▸ **Enunciado**
¿Puedes resumir en dos oraciones el texto sobre la novela «Flores sobre el infierno»?

▸ **Texto de la página**
⁂

La autora friulana Ilaria Tuti debuta con una intriga policiaca que ha saltado la frontera italiana. «Flores sobre el infierno» se acoge a la «intriga rural» protagonizada por una detective que encaja en la caracterología del investigador problemático: Teresa Battaglia es una «profiler» sesentona, enferma y cascarrabias obsesionada por los asesinos en serie, con un ayudante novato a quien martiriza por su mal genio y sadismo pedagógico.
Con una intriga compleja, la novela se desliza como un trineo por un eslalon de nieve a toda virolla. Y no descarrila porque dentro de su heterodoxia se ajusta, paradójicamente, a los clichés al uso de la novela negra rural. A saber: una mujer policía cuyo modelo es Marge Gunderson (Frances MacDormand) en «Fargo» (1996), y un fantasmal asesino en serie que habita los Alpes nevados y que ritualiza sus asesinatos disponiéndolos como instalaciones de arte contemporáneo. El porqué los detectives «posmo» son seres problemáticos podría encontrarse en el ascenso de los crueles asesinos sin rostro de Mankell, que han acabado por ocupar el lugar protagonista, imponiéndose por encima del detective. Se diría que el avance de la ciencia forense y el grandioso desorden mental del delincuente han cuestionado la figura del investigador, convertido en el otro del criminal, la contrafigura del «serial killer», su yo irracional que desafía a la criminalística.
Evolución de la novela negra
Si la racionalidad propició la figura del detective (Dupin, Sherlock Holmes), la medicina forense lo ha devaluado a figura subsidiaria del criminal, que se debate entre la instalación artística y el apropiacionismo que fusiona arte y vida, o muerte. Muy bien expuesto por Ilaria Tuti en este libro con su intrahistoria del nazi y los niños cautivos y el criminal que se comunica mediante una simbología primitiva. La historia no deja de ser un cuento de hadas «desplazado» en el que el asesino es una variante del hombre del saco. Hasta los años 90, la novela negra discurría por los cauces convencionales. El detective se enfrentaba a un crimen y lo resolvía, restaurando el orden social. A partir de Chandler y Hammett, la bruma envuelve un orden social en el que están involucrados asesino y magnates, policías y jueces. El detective, buscando a un criminal, pone patas arriba el estanque dorado corrupto.
Sí, es el asesino en serie quien desplaza al detective. En «El silencio de los corderos» (1991), una detective vive atrapada en un horrísono mundo interior, incapaz de atrapar al asesino sin la guía de un criminal hiperbólico. Un ser tan poderoso literaria y cinematográficamente que desplaza al detective a una posición subsidiaria, apabullado por la preponderancia de la ciencia forense. La novela refleja ese cambio: mujer policía enérgica pero atribulada; un homicida que «instala» a las víctimas en un escenario metartístico para que la detective lo interprete como hermeneuta y entable un «diálogo» con ese monstruoso ser y lo libere del horror que lo habita. Es así como Tuti consigue una obra de intriga de morbosa belleza poética: el encanto del mal.

⁂

▸ **Datos proporcionados**
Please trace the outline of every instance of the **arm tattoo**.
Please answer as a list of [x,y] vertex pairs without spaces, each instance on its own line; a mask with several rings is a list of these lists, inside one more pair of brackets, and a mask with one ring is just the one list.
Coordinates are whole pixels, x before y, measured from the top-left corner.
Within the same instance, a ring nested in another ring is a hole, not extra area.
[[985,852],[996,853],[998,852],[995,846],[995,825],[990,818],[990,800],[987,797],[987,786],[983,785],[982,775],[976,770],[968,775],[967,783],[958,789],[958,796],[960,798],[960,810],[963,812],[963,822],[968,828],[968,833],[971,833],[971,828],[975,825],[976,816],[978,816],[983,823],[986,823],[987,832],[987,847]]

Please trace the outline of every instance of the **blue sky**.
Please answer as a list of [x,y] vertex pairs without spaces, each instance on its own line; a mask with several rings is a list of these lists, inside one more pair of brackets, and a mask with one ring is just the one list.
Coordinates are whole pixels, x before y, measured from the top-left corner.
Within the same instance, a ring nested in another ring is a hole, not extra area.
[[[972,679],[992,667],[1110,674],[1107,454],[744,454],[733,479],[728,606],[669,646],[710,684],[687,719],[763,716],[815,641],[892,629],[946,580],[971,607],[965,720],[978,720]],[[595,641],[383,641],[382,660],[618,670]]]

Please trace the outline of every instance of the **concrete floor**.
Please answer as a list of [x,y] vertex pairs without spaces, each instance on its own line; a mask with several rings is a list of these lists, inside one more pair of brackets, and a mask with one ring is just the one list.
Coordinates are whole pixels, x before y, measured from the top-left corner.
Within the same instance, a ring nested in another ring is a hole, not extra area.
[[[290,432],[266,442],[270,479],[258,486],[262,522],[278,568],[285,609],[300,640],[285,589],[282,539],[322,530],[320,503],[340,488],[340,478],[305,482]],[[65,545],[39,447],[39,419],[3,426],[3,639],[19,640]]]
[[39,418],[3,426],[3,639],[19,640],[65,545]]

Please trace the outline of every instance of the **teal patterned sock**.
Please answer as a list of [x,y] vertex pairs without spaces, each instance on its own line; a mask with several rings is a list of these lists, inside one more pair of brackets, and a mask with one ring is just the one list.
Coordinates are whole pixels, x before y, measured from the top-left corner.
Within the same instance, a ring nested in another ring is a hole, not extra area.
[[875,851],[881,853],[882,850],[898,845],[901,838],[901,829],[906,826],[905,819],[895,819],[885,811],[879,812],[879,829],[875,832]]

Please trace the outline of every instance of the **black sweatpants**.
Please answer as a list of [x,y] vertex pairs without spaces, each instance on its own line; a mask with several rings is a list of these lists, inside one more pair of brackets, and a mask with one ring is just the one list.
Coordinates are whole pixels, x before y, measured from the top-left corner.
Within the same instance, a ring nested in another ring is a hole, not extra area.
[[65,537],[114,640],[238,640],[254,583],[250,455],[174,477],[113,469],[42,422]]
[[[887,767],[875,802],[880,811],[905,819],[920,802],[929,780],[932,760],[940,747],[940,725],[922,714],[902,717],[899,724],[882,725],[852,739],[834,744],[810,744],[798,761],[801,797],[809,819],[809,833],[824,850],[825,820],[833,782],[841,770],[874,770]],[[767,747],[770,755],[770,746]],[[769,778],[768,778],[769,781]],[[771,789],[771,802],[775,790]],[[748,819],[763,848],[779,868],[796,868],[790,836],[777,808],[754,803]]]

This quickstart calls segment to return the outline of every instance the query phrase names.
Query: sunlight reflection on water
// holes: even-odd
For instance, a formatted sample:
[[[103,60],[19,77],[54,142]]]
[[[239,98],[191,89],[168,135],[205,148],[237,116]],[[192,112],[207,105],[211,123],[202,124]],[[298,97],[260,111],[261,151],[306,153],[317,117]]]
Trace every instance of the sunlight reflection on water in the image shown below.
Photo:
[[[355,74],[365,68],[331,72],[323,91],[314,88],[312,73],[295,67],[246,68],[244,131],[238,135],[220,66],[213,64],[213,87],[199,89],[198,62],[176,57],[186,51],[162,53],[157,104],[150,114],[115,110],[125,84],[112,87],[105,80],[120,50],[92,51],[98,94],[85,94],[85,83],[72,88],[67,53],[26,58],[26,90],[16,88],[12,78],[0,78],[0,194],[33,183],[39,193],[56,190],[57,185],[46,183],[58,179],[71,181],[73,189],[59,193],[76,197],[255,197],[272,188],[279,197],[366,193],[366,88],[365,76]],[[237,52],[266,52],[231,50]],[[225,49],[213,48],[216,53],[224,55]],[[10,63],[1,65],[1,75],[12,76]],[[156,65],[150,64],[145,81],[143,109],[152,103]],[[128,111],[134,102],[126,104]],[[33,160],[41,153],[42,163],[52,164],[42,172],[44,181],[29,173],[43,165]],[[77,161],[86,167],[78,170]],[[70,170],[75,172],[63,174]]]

⁂

▸ **Respuesta**
«Flores sobre el infierno», debut de la autora friulana Ilaria Tuti, es una intriga rural protagonizada por Teresa Battaglia, una «profiler» sesentona, enferma y cascarrabias obsesionada por los asesinos en serie, y por un fantasmal asesino en serie que habita los Alpes nevados y dispone sus asesinatos como instalaciones de arte contemporáneo. La novela refleja cómo el asesino en serie y la ciencia forense han desplazado al detective a una posición subsidiaria, y así Tuti consigue una obra de intriga de morbosa belleza poética.